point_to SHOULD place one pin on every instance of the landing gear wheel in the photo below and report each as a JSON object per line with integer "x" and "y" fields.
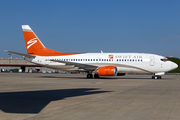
{"x": 96, "y": 76}
{"x": 89, "y": 76}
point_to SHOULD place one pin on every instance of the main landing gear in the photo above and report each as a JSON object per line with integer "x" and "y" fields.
{"x": 90, "y": 75}
{"x": 156, "y": 77}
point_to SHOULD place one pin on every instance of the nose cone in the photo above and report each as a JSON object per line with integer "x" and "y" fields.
{"x": 173, "y": 65}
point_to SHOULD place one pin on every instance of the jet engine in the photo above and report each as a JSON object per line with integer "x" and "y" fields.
{"x": 107, "y": 71}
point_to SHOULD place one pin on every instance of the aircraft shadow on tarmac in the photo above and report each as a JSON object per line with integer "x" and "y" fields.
{"x": 35, "y": 101}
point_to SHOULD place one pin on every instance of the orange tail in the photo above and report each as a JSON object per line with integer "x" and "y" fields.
{"x": 34, "y": 45}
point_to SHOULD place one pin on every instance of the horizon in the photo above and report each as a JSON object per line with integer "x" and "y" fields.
{"x": 91, "y": 26}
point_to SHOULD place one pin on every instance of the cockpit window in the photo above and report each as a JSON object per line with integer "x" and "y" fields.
{"x": 164, "y": 59}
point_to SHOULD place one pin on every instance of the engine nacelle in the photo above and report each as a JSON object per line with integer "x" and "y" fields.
{"x": 107, "y": 71}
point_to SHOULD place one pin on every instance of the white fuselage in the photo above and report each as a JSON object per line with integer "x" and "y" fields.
{"x": 125, "y": 62}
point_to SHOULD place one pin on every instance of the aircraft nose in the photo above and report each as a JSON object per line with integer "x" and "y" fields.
{"x": 173, "y": 65}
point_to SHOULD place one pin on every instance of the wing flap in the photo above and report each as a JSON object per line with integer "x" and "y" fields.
{"x": 79, "y": 65}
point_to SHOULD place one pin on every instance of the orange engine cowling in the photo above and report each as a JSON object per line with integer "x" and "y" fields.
{"x": 107, "y": 71}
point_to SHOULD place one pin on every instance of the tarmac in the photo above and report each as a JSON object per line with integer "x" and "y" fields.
{"x": 38, "y": 96}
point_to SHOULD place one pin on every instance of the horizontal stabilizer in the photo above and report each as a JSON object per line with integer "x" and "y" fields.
{"x": 25, "y": 55}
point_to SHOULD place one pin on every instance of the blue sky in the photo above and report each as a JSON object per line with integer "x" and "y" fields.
{"x": 143, "y": 26}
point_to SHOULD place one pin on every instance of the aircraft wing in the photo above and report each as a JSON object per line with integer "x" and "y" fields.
{"x": 79, "y": 65}
{"x": 25, "y": 55}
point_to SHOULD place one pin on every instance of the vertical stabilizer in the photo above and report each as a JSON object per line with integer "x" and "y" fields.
{"x": 34, "y": 45}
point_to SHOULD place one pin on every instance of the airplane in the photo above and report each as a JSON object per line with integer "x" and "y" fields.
{"x": 95, "y": 64}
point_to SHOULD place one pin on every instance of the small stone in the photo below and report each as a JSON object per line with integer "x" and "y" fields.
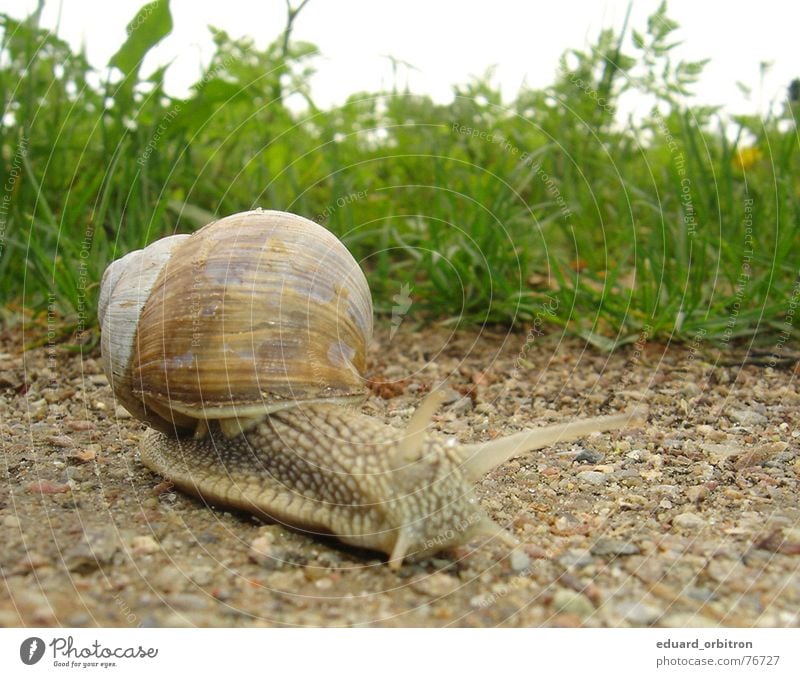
{"x": 747, "y": 417}
{"x": 720, "y": 452}
{"x": 144, "y": 545}
{"x": 588, "y": 456}
{"x": 462, "y": 406}
{"x": 11, "y": 521}
{"x": 638, "y": 613}
{"x": 569, "y": 601}
{"x": 520, "y": 560}
{"x": 169, "y": 579}
{"x": 697, "y": 494}
{"x": 435, "y": 585}
{"x": 8, "y": 379}
{"x": 576, "y": 559}
{"x": 613, "y": 546}
{"x": 689, "y": 520}
{"x": 760, "y": 455}
{"x": 266, "y": 553}
{"x": 96, "y": 548}
{"x": 84, "y": 455}
{"x": 202, "y": 575}
{"x": 79, "y": 426}
{"x": 46, "y": 487}
{"x": 593, "y": 477}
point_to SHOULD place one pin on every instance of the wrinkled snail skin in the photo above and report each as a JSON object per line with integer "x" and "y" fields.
{"x": 243, "y": 347}
{"x": 327, "y": 469}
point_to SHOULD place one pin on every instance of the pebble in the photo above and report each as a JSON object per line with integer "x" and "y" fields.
{"x": 613, "y": 546}
{"x": 435, "y": 585}
{"x": 79, "y": 426}
{"x": 689, "y": 520}
{"x": 593, "y": 477}
{"x": 144, "y": 545}
{"x": 520, "y": 560}
{"x": 202, "y": 575}
{"x": 96, "y": 548}
{"x": 576, "y": 559}
{"x": 638, "y": 613}
{"x": 47, "y": 487}
{"x": 698, "y": 493}
{"x": 11, "y": 521}
{"x": 569, "y": 601}
{"x": 719, "y": 452}
{"x": 747, "y": 417}
{"x": 588, "y": 456}
{"x": 462, "y": 406}
{"x": 168, "y": 579}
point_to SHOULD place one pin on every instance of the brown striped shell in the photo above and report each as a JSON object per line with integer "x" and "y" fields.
{"x": 251, "y": 314}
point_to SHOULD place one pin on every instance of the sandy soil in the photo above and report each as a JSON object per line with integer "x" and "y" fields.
{"x": 692, "y": 520}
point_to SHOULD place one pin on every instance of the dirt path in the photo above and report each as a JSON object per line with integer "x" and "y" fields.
{"x": 692, "y": 520}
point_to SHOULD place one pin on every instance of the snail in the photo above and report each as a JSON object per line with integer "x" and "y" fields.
{"x": 243, "y": 346}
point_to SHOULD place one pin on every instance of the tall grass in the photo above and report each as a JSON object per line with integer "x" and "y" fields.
{"x": 549, "y": 208}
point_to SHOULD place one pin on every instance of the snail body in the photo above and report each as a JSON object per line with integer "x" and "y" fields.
{"x": 252, "y": 391}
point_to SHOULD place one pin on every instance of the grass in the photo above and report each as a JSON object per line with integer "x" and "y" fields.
{"x": 678, "y": 224}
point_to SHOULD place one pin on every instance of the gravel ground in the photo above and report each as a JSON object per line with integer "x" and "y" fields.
{"x": 692, "y": 520}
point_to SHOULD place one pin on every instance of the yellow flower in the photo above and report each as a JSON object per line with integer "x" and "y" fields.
{"x": 746, "y": 157}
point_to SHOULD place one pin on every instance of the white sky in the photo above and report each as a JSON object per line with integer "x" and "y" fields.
{"x": 447, "y": 41}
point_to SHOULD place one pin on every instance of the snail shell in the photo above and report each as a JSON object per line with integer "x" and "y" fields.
{"x": 251, "y": 314}
{"x": 252, "y": 332}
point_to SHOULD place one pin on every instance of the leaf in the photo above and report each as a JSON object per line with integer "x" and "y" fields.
{"x": 152, "y": 23}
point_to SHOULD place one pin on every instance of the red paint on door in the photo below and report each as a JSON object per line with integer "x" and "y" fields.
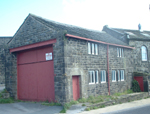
{"x": 140, "y": 81}
{"x": 36, "y": 75}
{"x": 76, "y": 87}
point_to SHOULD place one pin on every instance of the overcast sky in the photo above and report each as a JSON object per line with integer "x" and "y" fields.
{"x": 91, "y": 14}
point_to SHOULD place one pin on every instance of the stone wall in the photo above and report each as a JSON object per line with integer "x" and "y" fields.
{"x": 3, "y": 44}
{"x": 79, "y": 62}
{"x": 32, "y": 32}
{"x": 139, "y": 65}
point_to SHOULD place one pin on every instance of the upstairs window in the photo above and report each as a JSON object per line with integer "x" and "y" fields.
{"x": 113, "y": 76}
{"x": 120, "y": 52}
{"x": 96, "y": 76}
{"x": 144, "y": 53}
{"x": 122, "y": 75}
{"x": 92, "y": 48}
{"x": 118, "y": 75}
{"x": 103, "y": 76}
{"x": 93, "y": 77}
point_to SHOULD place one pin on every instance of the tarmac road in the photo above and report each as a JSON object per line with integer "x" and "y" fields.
{"x": 28, "y": 108}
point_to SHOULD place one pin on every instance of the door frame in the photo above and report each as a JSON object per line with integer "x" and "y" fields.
{"x": 79, "y": 78}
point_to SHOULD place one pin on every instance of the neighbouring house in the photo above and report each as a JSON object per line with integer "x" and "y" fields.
{"x": 136, "y": 38}
{"x": 3, "y": 45}
{"x": 47, "y": 60}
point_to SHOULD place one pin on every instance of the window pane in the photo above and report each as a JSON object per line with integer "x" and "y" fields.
{"x": 122, "y": 53}
{"x": 144, "y": 53}
{"x": 96, "y": 49}
{"x": 89, "y": 48}
{"x": 92, "y": 48}
{"x": 117, "y": 52}
{"x": 118, "y": 75}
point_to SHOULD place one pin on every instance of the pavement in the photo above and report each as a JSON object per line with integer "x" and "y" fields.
{"x": 118, "y": 107}
{"x": 28, "y": 108}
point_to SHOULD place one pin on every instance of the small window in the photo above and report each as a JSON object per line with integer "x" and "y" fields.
{"x": 89, "y": 48}
{"x": 96, "y": 49}
{"x": 122, "y": 75}
{"x": 113, "y": 76}
{"x": 103, "y": 76}
{"x": 118, "y": 75}
{"x": 144, "y": 53}
{"x": 91, "y": 77}
{"x": 120, "y": 52}
{"x": 93, "y": 48}
{"x": 96, "y": 76}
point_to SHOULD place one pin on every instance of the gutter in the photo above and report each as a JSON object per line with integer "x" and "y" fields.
{"x": 108, "y": 69}
{"x": 87, "y": 39}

★ ★ ★ ★ ★

-- GOAL OF THE EXERCISE --
Output exactly the lines of the data that run from the one containing "the small window" to the very last line, and no others.

-- EXERCISE SOLUTION --
point_to SHOULD place one pin on every instance of the small window in the photo above and report each as a JSON object per line with integer "x" and "y" fields.
{"x": 89, "y": 48}
{"x": 96, "y": 49}
{"x": 122, "y": 75}
{"x": 113, "y": 76}
{"x": 103, "y": 76}
{"x": 118, "y": 75}
{"x": 144, "y": 53}
{"x": 91, "y": 77}
{"x": 120, "y": 52}
{"x": 93, "y": 48}
{"x": 96, "y": 76}
point_to SHOULD place one pin on every instance of the gutter in the photo above and report each as a JSON object per line with integer "x" and "y" fields.
{"x": 108, "y": 69}
{"x": 87, "y": 39}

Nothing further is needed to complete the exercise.